───── Entries

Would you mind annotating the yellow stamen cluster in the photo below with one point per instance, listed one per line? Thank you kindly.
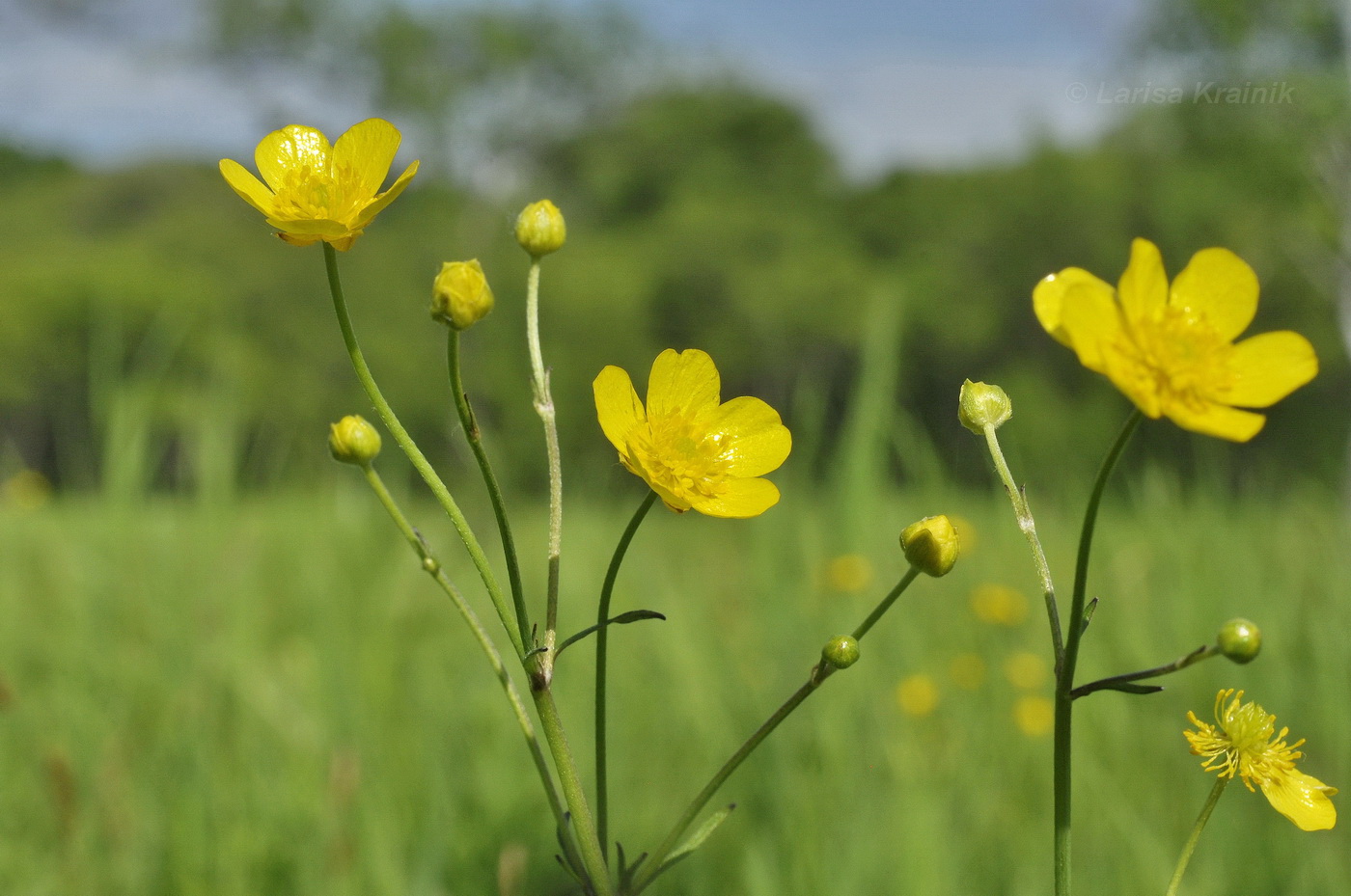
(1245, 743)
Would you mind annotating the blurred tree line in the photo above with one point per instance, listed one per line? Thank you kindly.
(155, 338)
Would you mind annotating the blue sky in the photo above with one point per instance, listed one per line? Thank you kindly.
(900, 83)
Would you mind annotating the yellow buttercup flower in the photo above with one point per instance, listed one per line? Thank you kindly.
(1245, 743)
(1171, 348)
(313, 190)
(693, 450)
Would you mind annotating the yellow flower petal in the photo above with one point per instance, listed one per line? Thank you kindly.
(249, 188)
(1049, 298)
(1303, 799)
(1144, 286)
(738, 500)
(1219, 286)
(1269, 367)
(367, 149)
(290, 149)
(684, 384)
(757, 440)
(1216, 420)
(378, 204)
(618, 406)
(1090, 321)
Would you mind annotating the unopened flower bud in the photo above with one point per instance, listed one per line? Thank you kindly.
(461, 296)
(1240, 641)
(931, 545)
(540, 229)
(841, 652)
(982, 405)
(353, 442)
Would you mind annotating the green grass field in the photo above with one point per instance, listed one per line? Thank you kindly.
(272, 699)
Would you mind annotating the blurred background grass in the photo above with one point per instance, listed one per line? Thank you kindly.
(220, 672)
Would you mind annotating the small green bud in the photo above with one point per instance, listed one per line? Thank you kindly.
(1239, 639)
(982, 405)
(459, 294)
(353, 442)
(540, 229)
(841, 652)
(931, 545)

──────────
───── Entries

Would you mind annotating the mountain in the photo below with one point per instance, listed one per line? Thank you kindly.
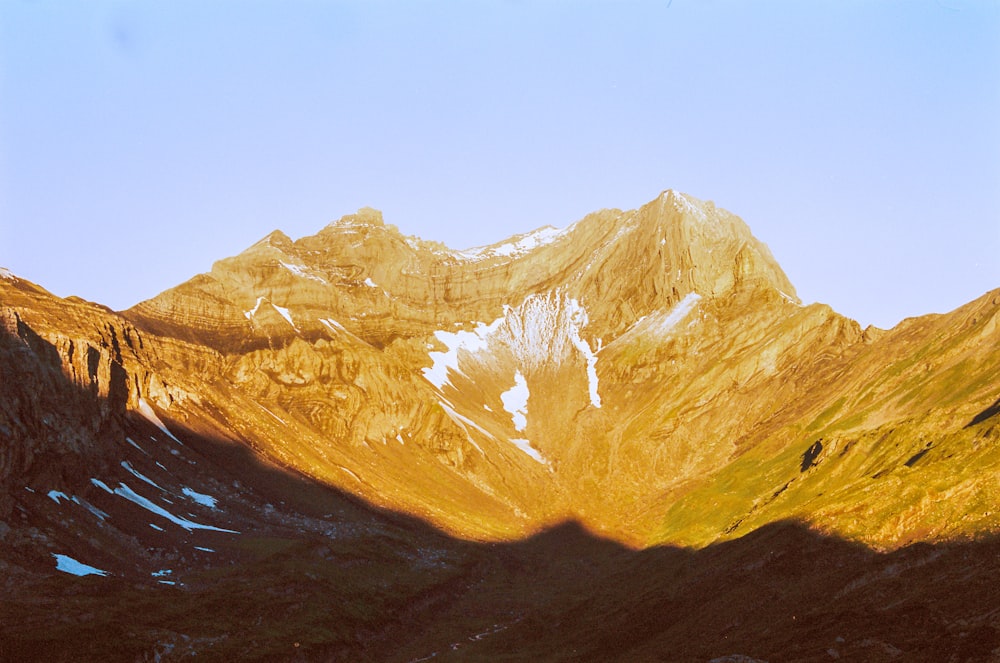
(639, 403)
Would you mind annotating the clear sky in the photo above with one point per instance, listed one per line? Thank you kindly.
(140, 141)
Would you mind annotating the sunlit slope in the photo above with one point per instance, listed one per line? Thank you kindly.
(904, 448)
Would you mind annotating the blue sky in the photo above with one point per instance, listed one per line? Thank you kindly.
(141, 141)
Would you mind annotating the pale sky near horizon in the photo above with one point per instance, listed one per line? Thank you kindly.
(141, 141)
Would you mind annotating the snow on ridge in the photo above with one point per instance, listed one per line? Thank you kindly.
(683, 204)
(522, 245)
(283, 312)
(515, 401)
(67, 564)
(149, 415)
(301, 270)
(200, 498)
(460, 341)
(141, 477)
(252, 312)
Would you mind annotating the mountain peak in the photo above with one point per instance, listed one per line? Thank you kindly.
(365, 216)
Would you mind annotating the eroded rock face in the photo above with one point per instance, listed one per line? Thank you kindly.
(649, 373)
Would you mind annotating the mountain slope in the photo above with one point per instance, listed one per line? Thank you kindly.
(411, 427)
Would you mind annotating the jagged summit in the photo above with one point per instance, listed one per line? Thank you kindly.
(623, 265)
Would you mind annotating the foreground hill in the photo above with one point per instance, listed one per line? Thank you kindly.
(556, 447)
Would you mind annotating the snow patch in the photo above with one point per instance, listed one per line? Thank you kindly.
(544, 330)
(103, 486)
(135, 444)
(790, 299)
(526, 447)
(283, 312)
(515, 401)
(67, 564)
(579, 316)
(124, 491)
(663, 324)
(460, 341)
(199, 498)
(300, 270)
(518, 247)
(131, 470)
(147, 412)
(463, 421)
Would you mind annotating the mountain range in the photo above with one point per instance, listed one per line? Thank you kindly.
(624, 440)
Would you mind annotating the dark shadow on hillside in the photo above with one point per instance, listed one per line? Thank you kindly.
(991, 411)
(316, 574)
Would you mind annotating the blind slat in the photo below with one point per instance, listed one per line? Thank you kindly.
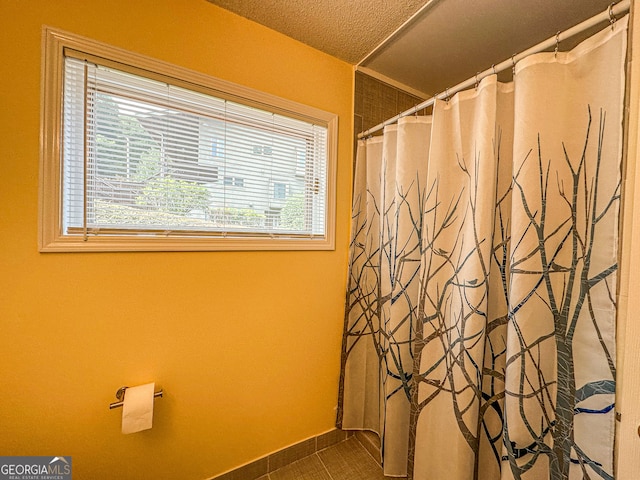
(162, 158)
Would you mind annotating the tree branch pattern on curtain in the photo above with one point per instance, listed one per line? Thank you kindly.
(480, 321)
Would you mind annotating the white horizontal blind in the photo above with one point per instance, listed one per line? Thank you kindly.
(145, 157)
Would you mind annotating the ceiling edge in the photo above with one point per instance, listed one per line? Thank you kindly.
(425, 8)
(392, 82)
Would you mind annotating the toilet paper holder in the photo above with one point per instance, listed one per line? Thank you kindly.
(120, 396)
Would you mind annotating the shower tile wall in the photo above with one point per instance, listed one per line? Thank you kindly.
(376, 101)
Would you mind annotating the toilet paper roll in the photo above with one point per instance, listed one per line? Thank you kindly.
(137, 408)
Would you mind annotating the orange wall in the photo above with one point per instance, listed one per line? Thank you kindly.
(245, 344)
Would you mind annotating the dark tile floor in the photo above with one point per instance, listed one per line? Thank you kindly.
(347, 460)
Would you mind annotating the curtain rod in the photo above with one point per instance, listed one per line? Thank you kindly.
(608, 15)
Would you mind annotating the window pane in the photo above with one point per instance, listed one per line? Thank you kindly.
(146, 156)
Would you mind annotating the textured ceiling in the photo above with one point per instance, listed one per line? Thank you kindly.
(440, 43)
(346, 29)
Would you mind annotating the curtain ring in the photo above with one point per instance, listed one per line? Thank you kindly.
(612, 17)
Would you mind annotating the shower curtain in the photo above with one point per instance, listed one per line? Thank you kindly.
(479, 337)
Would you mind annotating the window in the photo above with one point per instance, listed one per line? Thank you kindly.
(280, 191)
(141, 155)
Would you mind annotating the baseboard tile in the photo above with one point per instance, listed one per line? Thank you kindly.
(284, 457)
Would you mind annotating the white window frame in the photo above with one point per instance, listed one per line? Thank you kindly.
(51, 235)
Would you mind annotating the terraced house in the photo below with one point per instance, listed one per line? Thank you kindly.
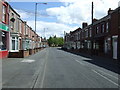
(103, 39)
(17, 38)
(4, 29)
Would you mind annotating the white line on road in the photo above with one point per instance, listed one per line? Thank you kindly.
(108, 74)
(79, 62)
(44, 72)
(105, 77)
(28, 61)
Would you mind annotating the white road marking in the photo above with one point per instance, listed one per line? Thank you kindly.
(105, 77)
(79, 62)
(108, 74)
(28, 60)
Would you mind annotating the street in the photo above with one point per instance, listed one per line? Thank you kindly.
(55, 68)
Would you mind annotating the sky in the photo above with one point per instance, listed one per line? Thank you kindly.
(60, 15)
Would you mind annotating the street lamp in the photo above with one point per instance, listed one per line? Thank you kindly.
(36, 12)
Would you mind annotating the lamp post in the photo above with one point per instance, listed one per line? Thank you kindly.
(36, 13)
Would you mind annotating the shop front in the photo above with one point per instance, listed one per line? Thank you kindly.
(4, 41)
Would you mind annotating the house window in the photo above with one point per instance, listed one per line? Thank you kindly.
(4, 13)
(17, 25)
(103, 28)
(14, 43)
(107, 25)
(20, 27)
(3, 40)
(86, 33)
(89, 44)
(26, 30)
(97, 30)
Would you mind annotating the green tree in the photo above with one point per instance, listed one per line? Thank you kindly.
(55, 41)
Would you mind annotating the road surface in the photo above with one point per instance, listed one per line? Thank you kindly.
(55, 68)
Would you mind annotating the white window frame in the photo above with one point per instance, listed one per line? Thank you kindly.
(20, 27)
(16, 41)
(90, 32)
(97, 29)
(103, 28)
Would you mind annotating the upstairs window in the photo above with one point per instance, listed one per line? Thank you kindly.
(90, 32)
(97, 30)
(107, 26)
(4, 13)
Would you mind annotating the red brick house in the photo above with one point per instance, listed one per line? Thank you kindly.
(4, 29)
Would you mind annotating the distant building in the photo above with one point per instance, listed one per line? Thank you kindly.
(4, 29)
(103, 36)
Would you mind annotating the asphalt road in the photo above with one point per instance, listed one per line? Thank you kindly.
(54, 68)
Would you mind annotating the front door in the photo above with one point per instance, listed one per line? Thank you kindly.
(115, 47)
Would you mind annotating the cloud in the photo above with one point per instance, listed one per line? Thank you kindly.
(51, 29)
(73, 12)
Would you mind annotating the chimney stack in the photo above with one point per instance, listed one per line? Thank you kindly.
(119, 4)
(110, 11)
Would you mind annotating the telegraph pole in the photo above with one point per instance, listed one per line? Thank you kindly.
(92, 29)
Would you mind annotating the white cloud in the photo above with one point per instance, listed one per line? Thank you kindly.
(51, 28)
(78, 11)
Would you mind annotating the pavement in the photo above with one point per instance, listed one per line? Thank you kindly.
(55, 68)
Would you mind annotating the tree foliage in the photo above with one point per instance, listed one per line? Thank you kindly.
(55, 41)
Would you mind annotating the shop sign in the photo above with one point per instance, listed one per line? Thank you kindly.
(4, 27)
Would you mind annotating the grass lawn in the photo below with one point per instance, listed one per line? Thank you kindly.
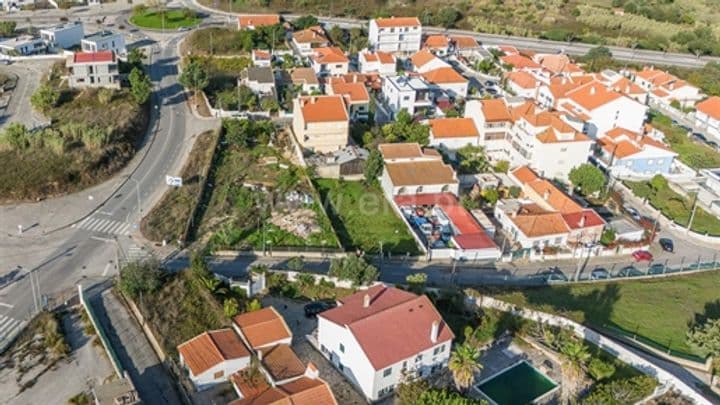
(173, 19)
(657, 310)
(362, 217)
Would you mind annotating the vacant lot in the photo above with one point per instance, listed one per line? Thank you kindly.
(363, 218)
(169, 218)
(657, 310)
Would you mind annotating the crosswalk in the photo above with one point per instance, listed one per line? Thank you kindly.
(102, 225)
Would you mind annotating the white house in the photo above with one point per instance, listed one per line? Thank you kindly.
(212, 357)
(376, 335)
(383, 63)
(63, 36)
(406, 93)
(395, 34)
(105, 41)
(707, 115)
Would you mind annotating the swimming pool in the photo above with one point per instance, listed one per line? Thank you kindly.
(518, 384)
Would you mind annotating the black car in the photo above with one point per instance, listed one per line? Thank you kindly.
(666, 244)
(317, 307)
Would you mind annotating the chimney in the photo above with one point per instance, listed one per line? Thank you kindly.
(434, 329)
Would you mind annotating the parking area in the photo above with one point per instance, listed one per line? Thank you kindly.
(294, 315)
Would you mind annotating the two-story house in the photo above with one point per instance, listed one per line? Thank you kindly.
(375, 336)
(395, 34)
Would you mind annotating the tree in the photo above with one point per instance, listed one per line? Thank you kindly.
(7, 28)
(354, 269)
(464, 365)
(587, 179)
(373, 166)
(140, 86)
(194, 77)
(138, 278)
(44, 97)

──────────

Directions for this task: From the records above, gather every line that contains the string "tile" and copy each one out. Case counts.

Answer for the task:
Would you mind annotating the shower tile wall in the photo above with one point per instance, listed one per line? Thank you kindly.
Would you mind annotating the dark tile floor in the photo above with one point per instance, listed one per line? Thank you kindly.
Would you mind annotating the baseboard tile in the photo above with one point per instance, listed one per line? Thank you kindly.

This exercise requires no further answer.